GOAL OF THE EXERCISE - This task calls for copying every line in the data below that contains the word "woman".

(Saved data entries)
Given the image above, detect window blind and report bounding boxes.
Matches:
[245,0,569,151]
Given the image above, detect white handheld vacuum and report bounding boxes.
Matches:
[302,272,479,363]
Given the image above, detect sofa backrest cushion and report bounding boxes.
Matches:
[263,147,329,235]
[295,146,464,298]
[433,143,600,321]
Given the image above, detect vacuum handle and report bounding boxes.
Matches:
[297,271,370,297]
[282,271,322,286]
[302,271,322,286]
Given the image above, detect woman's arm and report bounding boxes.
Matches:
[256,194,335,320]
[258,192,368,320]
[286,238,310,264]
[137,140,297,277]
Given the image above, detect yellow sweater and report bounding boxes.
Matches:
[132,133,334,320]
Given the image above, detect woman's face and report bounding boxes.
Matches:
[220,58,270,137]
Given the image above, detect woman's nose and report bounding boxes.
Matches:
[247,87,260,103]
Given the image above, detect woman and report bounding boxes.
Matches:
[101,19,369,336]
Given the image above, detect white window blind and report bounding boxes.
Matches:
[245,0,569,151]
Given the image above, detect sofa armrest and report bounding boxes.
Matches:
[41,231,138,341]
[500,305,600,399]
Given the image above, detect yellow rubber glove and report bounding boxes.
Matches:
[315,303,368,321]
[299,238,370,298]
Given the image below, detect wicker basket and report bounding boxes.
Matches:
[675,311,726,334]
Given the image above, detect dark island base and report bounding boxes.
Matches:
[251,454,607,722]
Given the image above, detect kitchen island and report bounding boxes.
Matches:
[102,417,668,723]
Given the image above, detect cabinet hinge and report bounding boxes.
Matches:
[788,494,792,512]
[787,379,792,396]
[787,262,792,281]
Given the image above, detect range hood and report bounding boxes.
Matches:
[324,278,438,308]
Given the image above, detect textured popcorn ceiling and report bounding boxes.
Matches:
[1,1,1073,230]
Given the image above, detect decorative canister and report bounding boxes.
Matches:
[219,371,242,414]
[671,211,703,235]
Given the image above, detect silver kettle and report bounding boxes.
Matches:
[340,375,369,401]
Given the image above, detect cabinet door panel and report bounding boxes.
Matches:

WRITTEN ANSWER -
Given the image above, detect woman's arm and report bounding boxes.
Given the image above, detect woman's face and report bounding boxes.
Given the image above, detect woman's nose and report bounding boxes.
Given the image above, detect woman and report bounding boxes.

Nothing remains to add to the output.